[RECORDS FOR PROCESSING]

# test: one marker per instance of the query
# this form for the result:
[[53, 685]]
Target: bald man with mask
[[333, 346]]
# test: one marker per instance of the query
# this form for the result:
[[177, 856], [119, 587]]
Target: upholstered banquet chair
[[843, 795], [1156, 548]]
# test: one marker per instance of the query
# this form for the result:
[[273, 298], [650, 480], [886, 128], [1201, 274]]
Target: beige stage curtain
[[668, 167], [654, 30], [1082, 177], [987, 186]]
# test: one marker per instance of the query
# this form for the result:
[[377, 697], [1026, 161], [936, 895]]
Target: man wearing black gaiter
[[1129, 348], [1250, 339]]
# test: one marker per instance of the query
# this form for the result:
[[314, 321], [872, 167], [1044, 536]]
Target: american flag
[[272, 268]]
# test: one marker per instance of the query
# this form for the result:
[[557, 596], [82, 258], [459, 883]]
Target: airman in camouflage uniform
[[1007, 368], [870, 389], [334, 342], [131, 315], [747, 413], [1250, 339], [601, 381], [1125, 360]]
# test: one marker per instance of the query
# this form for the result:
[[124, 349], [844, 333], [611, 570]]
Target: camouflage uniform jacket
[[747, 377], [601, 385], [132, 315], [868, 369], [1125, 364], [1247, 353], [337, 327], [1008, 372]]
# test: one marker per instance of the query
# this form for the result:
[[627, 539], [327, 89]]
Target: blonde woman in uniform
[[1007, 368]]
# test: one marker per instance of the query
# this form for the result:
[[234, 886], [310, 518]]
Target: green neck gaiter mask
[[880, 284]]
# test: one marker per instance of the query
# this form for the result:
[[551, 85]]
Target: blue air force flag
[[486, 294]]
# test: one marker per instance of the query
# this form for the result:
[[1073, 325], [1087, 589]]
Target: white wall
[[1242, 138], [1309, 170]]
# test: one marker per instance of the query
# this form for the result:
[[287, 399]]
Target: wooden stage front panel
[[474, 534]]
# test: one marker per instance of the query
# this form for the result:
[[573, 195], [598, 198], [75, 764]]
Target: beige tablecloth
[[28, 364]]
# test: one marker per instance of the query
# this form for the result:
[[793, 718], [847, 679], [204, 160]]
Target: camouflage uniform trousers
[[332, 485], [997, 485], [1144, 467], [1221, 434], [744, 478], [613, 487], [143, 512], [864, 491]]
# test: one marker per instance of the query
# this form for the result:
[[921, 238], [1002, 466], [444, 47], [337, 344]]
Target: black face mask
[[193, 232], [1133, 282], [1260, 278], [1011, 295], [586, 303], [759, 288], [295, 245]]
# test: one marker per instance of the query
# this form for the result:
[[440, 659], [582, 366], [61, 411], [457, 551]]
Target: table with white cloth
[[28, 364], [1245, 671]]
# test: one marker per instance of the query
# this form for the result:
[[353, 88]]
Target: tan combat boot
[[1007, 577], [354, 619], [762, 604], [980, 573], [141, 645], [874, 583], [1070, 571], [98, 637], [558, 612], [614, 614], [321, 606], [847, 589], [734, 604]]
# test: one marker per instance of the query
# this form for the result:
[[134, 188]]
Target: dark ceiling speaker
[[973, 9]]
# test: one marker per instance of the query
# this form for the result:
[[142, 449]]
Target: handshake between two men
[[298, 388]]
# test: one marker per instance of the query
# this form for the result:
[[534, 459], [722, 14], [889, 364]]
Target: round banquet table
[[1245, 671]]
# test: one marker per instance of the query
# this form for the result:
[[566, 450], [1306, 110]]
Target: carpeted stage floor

[/RECORDS FOR PROCESSING]

REQUIRED WORK:
Exactly as they appear, copy the lines of the listing above from the first through the one that contains "[[557, 596], [82, 258], [459, 883]]", and nothing more.

EXERCISE RESPONSE:
# test: one marker per instance of the query
# this form for the result:
[[53, 685]]
Target: bald man with mask
[[333, 346]]
# test: one marker per instance of the query
# this form for the result:
[[177, 856], [119, 587]]
Target: upholstered banquet chair
[[843, 795], [1156, 548]]
# test: one marker per instance of the query
# this form for the result:
[[273, 298], [650, 480], [886, 128], [1201, 274]]
Target: beige stage curtain
[[668, 167], [654, 30], [1082, 177], [987, 186]]
# test: one marker per instance of the query
# this form for the result:
[[377, 697], [1026, 161], [936, 895]]
Target: man wearing black gaiter
[[1129, 348], [1250, 339]]
# test: one marker per instance of the query
# this form for the result:
[[314, 321], [872, 167], [1044, 536]]
Target: american flag
[[272, 268]]
# test: one marker per instance of the query
# this form for the result:
[[557, 596], [82, 258], [459, 883]]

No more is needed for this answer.